Exercise aim: For each numbered statement, say yes or no to whether the multivitamin article agrees with it, and quote the article's words that settle it. 1. The writer has wondered about this question since enrolling in naturopathic medical school. 2. Multivitamins can on their own make up for poor eating habits. 3. Celiac disease is named as a condition in which people have trouble absorbing nutrients.

Is a multivitamin essential for optimal health?

March 27, 2016 Dr. Martin Gleixner, MSc, ND

Is a multivitamin essential for optimal health?

By Dr. Martin Gleixner, MSc, ND

The simple answer is no, but sometimes yes. Read on . . .

I've been puzzling over this question since I was enrolled in naturopathic medical school. This is a hot issue. Conflicting research hasn't helped matters. Here's a look at some of the arguments.

Taking a multivitamin seems sensible
Our foods have lower amounts of nutrients due to depleted agricultural soils. Our body requires additional vitamins to detoxify chemical toxins. Many people have difficulty digesting and absorbing nutrients, as is the case for people with celiac or Crohn's disease. Higher nutritional demands may be required following certain circumstances, such as after surgery or after a sporting event. Children shying away from the dreaded broccoli may also require additional nutrients. A multivitamin may be a start in addressing some of these concerns. But multivitamins cannot by themselves make up for poor eating habits or counteract chronic health conditions.

Dataset content:

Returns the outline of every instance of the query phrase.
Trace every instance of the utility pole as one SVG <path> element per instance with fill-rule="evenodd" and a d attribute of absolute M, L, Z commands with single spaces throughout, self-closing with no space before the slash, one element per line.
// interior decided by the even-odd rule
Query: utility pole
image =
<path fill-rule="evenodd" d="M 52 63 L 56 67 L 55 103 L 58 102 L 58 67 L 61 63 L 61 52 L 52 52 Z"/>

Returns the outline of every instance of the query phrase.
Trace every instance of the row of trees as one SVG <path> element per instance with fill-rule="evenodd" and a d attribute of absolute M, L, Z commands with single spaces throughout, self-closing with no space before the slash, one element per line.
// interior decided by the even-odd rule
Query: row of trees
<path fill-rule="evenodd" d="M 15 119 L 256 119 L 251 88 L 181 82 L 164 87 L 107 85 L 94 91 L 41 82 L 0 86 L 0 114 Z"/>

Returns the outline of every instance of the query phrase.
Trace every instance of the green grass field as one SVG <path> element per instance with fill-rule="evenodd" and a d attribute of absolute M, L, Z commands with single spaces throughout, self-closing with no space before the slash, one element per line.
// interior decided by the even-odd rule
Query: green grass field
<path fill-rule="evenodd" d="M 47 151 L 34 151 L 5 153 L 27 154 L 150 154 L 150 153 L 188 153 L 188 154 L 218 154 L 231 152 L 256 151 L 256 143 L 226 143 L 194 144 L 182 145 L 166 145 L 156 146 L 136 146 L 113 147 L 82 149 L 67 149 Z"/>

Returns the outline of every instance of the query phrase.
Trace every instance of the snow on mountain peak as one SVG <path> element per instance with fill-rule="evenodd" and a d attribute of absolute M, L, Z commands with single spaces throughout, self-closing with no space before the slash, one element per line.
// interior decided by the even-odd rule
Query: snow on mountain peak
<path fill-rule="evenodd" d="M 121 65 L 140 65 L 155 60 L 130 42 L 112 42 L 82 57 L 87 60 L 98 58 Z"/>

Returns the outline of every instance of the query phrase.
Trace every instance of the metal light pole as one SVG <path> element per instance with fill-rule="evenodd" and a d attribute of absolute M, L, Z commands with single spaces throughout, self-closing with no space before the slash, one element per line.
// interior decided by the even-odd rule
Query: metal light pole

Result of this exercise:
1. Yes: "I've been puzzling over this question since I was enrolled in naturopathic medical school."
2. No: "But multivitamins cannot by themselves make up for poor eating habits or counteract chronic health conditions."
3. Yes: "Many people have difficulty digesting and absorbing nutrients, as is the case for people with celiac or Crohn's disease."